Could you copy every line below character for character, leaving out the pictures?

**Records for processing:**
────

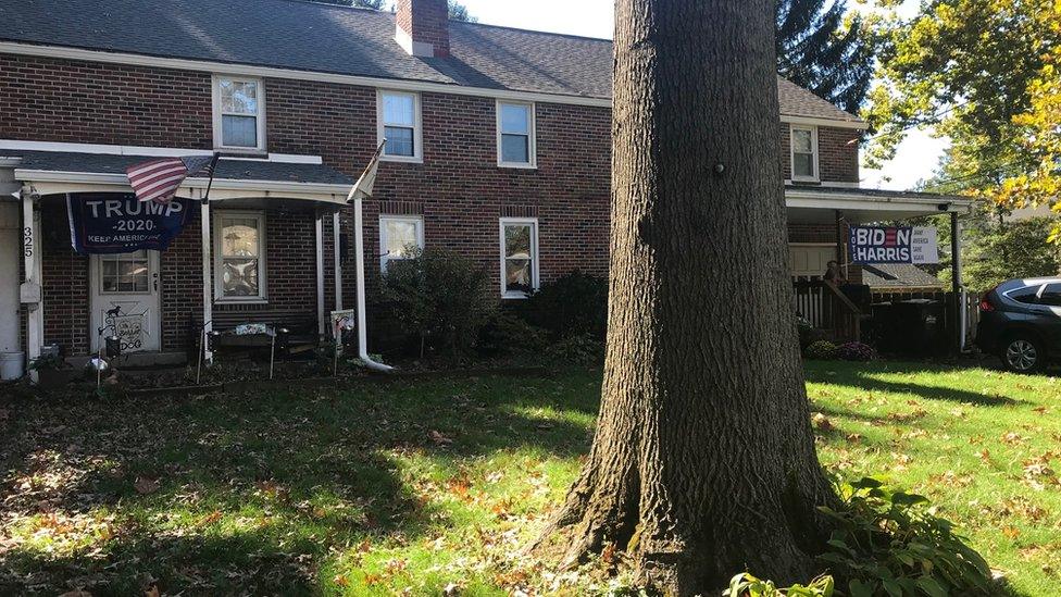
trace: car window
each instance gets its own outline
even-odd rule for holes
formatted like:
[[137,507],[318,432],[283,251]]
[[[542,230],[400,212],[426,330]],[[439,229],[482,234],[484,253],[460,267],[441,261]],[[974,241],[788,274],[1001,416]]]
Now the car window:
[[1023,302],[1026,304],[1035,304],[1039,301],[1039,288],[1041,286],[1025,286],[1024,288],[1018,288],[1016,290],[1010,290],[1006,293],[1006,296],[1015,300],[1016,302]]
[[1039,294],[1039,304],[1061,307],[1061,284],[1047,284]]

────

**Reply to the task:**
trace: car window
each instance gets its own outline
even-odd rule for holes
formatted like:
[[137,507],[318,432],[283,251]]
[[[542,230],[400,212],[426,330]],[[439,229],[482,234],[484,253],[460,267],[441,261]],[[974,241],[788,274],[1001,416]]]
Now the car window:
[[1023,302],[1026,304],[1035,304],[1039,301],[1039,288],[1041,286],[1025,286],[1024,288],[1018,288],[1016,290],[1010,290],[1006,293],[1006,296],[1015,300],[1016,302]]
[[1039,294],[1039,304],[1061,307],[1061,284],[1047,284]]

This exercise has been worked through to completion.